— What you should do —
Please reproduce the data word for word from its first line through the line that contains "positive clicks: (425, 28)", including both of those lines, and leave the pictures out of your answer.
BEGIN Data for analysis
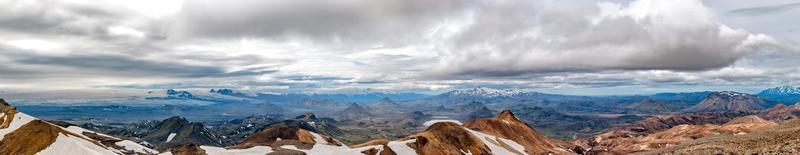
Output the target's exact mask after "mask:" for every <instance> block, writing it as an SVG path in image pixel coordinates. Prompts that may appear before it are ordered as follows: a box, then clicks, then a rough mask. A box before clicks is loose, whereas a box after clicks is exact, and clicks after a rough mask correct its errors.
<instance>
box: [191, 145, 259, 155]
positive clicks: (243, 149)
mask: <svg viewBox="0 0 800 155" xmlns="http://www.w3.org/2000/svg"><path fill="white" fill-rule="evenodd" d="M200 149H203V150H205V151H206V154H208V155H263V154H268V153H271V152H272V148H270V147H268V146H255V147H251V148H247V149H225V148H221V147H213V146H200Z"/></svg>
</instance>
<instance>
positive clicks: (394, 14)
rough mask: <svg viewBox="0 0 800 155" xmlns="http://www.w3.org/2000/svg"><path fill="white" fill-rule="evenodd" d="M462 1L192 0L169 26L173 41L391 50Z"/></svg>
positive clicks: (425, 28)
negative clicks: (340, 46)
mask: <svg viewBox="0 0 800 155" xmlns="http://www.w3.org/2000/svg"><path fill="white" fill-rule="evenodd" d="M469 3H471V2H470V1H459V0H437V1H428V0H386V1H371V0H333V1H316V0H293V1H282V0H232V1H231V0H225V1H221V0H220V1H213V0H212V1H187V2H186V3H184V5H183V8H182V10H181V11H180V12H179V13H178V15H177V17H176V18H177V19H175V20H174V21H172V22H169V24H170V27H169V32H168V33H169V34H170V36H171V37H177V38H187V37H211V38H218V39H226V38H241V37H249V38H269V39H274V40H289V39H301V40H312V41H315V43H317V44H339V45H342V44H343V45H347V46H348V47H350V46H355V47H359V46H363V47H372V46H391V45H394V44H402V43H408V42H411V41H414V40H415V39H418V38H420V35H422V34H424V33H427V31H428V30H427V28H429V27H431V26H432V25H434V24H435V23H437V22H439V21H444V20H447V18H448V17H449V16H451V15H458V14H460V12H461V11H463V10H464V8H466V6H467V4H469Z"/></svg>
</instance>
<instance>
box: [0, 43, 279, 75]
mask: <svg viewBox="0 0 800 155" xmlns="http://www.w3.org/2000/svg"><path fill="white" fill-rule="evenodd" d="M0 51H3V52H2V53H3V54H0V55H2V56H4V57H6V58H7V59H10V61H11V62H9V63H14V64H17V65H21V66H34V67H36V68H38V69H36V70H38V71H41V72H50V71H66V72H70V71H72V72H83V73H88V74H96V75H107V76H128V77H182V78H201V77H235V76H253V75H262V74H269V73H274V72H277V70H274V69H263V68H257V69H255V70H240V71H228V70H227V69H226V68H225V67H222V66H201V65H189V64H182V63H175V62H170V61H154V60H146V59H136V58H132V57H126V56H120V55H101V54H91V55H81V54H73V55H64V56H54V55H42V54H35V53H33V52H15V51H24V50H19V49H17V50H15V49H0ZM29 70H33V69H32V68H29ZM12 71H13V70H12ZM29 72H33V71H29ZM49 74H52V73H49ZM29 78H30V77H29Z"/></svg>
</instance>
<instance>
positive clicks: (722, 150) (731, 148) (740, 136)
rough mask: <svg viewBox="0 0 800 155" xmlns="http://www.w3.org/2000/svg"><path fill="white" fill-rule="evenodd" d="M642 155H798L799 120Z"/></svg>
mask: <svg viewBox="0 0 800 155" xmlns="http://www.w3.org/2000/svg"><path fill="white" fill-rule="evenodd" d="M643 154H800V119H793V120H790V121H787V122H786V123H783V124H781V125H780V126H778V127H775V128H772V129H767V130H763V131H759V132H755V133H751V134H741V135H719V136H711V137H707V138H702V139H698V140H695V141H693V142H691V143H686V144H682V145H679V146H676V147H671V148H666V149H662V150H655V151H651V152H645V153H643Z"/></svg>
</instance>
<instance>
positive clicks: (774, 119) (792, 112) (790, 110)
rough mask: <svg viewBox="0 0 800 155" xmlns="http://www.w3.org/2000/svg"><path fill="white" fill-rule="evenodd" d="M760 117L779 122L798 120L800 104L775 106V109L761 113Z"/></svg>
mask: <svg viewBox="0 0 800 155" xmlns="http://www.w3.org/2000/svg"><path fill="white" fill-rule="evenodd" d="M759 116H761V117H763V118H764V119H768V120H772V121H777V122H780V121H785V120H790V119H794V118H798V117H800V104H795V105H793V106H787V105H784V104H778V105H775V107H772V108H770V109H768V110H765V111H763V112H761V113H760V114H759Z"/></svg>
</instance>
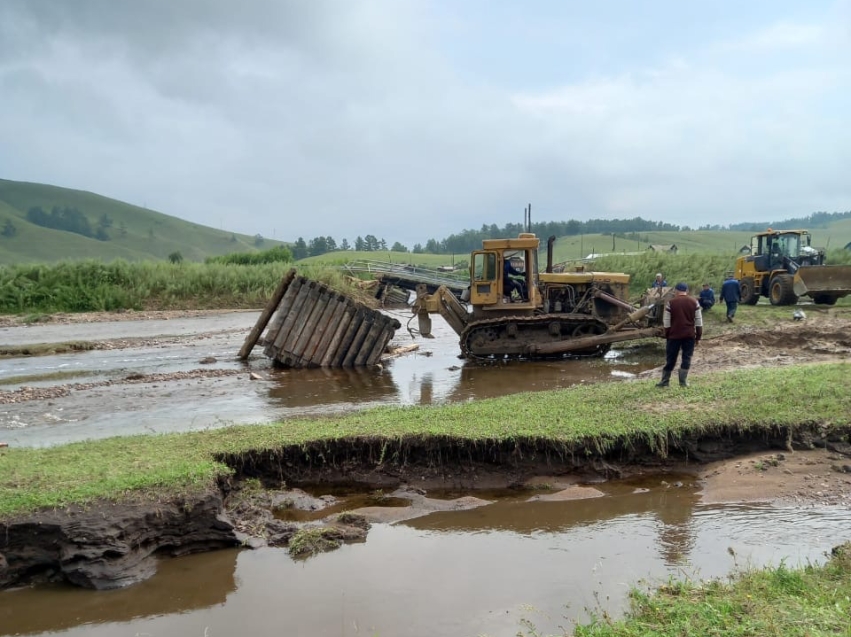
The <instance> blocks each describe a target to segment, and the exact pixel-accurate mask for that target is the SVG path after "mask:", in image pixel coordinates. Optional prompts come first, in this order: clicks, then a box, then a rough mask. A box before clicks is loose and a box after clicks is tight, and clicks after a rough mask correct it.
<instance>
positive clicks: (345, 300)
mask: <svg viewBox="0 0 851 637" xmlns="http://www.w3.org/2000/svg"><path fill="white" fill-rule="evenodd" d="M345 311H346V297H344V296H343V295H341V294H337V295H336V296H334V297H333V298H332V299H331V300H330V301H329V302H328V307H327V308H326V310H325V314H326V316H323V317H322V318H321V319H320V323H321V326H320V328H319V330H321V332H322V333H321V334H320V335H319V341H318V342H317V344H316V349H315V350H314V351H313V354H311V356H310V358H309V359H308V360H307V361H306V363H307V365H308V366H309V367H318V366H319V365H320V364H321V363H322V359H323V358H324V357H325V354H326V352H327V351H328V346H329V345H330V344H331V339H332V338H334V334H335V333H336V331H337V327H338V325H339V323H340V318H342V316H343V312H345ZM326 317H327V318H326ZM319 330H317V331H319Z"/></svg>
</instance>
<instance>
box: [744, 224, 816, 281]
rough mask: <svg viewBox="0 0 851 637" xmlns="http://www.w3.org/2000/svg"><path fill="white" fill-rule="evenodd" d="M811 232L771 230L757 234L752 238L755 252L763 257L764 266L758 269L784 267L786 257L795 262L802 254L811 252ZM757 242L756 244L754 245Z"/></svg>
mask: <svg viewBox="0 0 851 637" xmlns="http://www.w3.org/2000/svg"><path fill="white" fill-rule="evenodd" d="M810 241H811V238H810V233H809V232H807V231H806V230H791V231H788V232H775V231H771V230H769V231H768V232H764V233H761V234H758V235H756V236H755V237H753V239H752V240H751V247H752V249H754V248H755V251H754V252H753V254H755V255H759V256H758V258H759V257H763V259H762V260H763V262H764V263H763V267H758V268H757V269H758V270H763V271H765V270H776V269H781V268H783V267H784V266H783V259H784V257H786V258H788V259H791V260H793V261H795V262H797V261H798V260H799V258H800V257H801V255H802V254H806V253H808V252H810V250H809V248H810ZM754 244H756V245H754Z"/></svg>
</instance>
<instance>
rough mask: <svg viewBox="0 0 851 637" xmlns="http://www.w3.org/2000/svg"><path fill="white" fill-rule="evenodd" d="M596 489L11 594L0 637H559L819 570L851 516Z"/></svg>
mask: <svg viewBox="0 0 851 637" xmlns="http://www.w3.org/2000/svg"><path fill="white" fill-rule="evenodd" d="M677 485H679V486H677ZM595 488H599V489H600V490H601V492H602V494H603V495H602V496H601V497H597V498H591V499H584V500H572V501H558V500H556V501H547V500H543V499H541V498H540V497H538V496H540V493H538V492H536V493H535V494H534V495H531V496H529V497H526V498H525V499H523V498H522V497H518V495H519V494H518V493H517V492H515V493H512V494H508V495H507V497H497V494H489V496H490V497H493V498H494V501H493V502H492V503H491V504H488V505H485V506H481V507H478V508H475V509H471V510H465V511H441V512H437V513H432V514H430V515H426V516H424V517H420V518H417V519H415V520H409V521H407V522H403V523H398V524H382V523H378V524H374V525H373V528H372V530H371V531H370V533H369V536H368V538H367V541H366V542H364V543H358V544H351V545H347V546H344V547H342V548H341V549H339V550H337V551H335V552H332V553H326V554H321V555H317V556H315V557H313V558H311V559H308V560H306V561H293V560H292V559H291V558H290V557H289V555H288V553H287V552H286V550H285V549H272V548H266V549H260V550H256V551H220V552H216V553H209V554H203V555H196V556H190V557H186V558H180V559H173V560H167V561H164V562H163V563H162V564H161V566H160V569H159V572H158V574H157V575H155V576H154V577H153V578H152V579H150V580H148V581H146V582H143V583H142V584H139V585H137V586H134V587H131V588H129V589H123V590H116V591H105V592H93V591H86V590H81V589H73V588H70V587H37V588H31V589H22V590H18V591H8V592H4V593H0V635H17V634H25V635H52V634H56V633H58V632H60V631H61V632H62V634H63V635H67V636H70V637H76V636H82V635H86V636H99V635H103V636H104V637H106V636H107V635H109V636H110V637H112V636H114V635H157V636H163V637H167V636H172V635H173V636H175V637H176V636H183V635H198V636H199V637H200V636H202V635H206V636H207V637H215V636H225V635H237V634H244V632H245V627H246V626H250V627H251V633H252V634H253V635H259V636H265V635H269V636H270V637H271V636H275V637H277V636H278V635H282V634H285V635H305V636H306V635H311V636H323V635H330V636H335V637H336V636H342V637H348V636H356V635H397V636H403V637H404V636H411V637H414V636H419V635H423V634H431V635H459V636H471V637H472V636H474V635H483V634H486V635H492V636H494V637H498V636H509V635H511V636H514V635H516V634H518V632H520V631H522V630H525V629H524V625H523V624H522V622H523V621H524V620H525V621H529V622H531V623H532V624H534V625H535V626H536V628H537V630H538V631H539V632H540V634H562V632H561V630H562V628H564V629H565V630H567V631H568V632H569V631H570V630H571V627H572V625H573V623H574V622H576V621H583V620H585V619H587V617H588V610H589V609H590V610H591V611H593V612H602V611H607V612H610V613H612V614H614V615H618V614H619V613H620V612H622V610H623V608H624V607H625V605H626V600H627V593H628V590H629V587H630V586H631V585H633V584H634V583H636V582H641V581H642V580H645V581H647V582H650V583H653V582H656V583H660V582H662V581H664V580H665V579H667V578H668V577H669V576H676V577H679V578H682V577H700V578H709V577H723V576H725V575H726V574H728V573H730V572H731V571H732V570H734V569H735V568H736V567H744V566H759V565H763V564H766V563H772V564H778V563H780V562H781V560H783V561H785V563H786V564H787V565H790V566H792V565H797V564H801V563H806V562H807V561H813V562H819V561H822V560H823V554H824V552H825V551H828V550H829V549H830V548H831V547H832V546H834V545H835V544H838V543H839V542H841V541H842V540H843V539H848V528H849V524H851V512H849V511H848V510H847V509H846V508H816V507H808V508H803V509H802V508H782V507H775V506H768V505H726V506H725V505H703V504H700V502H699V494H698V492H697V489H696V488H695V485H694V484H693V483H691V482H689V481H688V479H687V478H686V479H684V480H676V479H675V478H671V477H665V478H659V477H655V478H651V479H644V480H643V481H641V482H624V483H614V484H612V485H600V486H595ZM363 495H364V494H352V495H350V496H345V497H351V498H354V499H353V500H352V502H351V504H353V505H354V504H357V498H359V497H363ZM473 495H475V496H476V497H480V496H481V495H483V494H482V493H479V492H476V493H475V494H473ZM341 498H342V496H341ZM342 499H345V498H342ZM527 632H528V631H527ZM523 634H526V633H523Z"/></svg>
END Data for analysis
— Solution to this problem —
Output the target's exact mask after "mask:" for every <instance> block, writing it as an SVG path in image pixel coordinates. Prompts that may appear before it are ordered as follows: a box, then clicks, then a rough mask. A box before clicks is loose, whereas a box after clicks is exact, and clicks after a rough mask correct its errors.
<instance>
box: [191, 145, 259, 155]
positive clicks: (243, 149)
mask: <svg viewBox="0 0 800 155" xmlns="http://www.w3.org/2000/svg"><path fill="white" fill-rule="evenodd" d="M200 149H203V150H205V151H206V154H208V155H263V154H268V153H271V152H272V148H270V147H268V146H255V147H251V148H247V149H225V148H221V147H213V146H200Z"/></svg>
</instance>
<instance>
positive clicks: (394, 14)
rough mask: <svg viewBox="0 0 800 155" xmlns="http://www.w3.org/2000/svg"><path fill="white" fill-rule="evenodd" d="M462 1L192 0L169 26L173 41L391 50Z"/></svg>
positive clicks: (425, 28)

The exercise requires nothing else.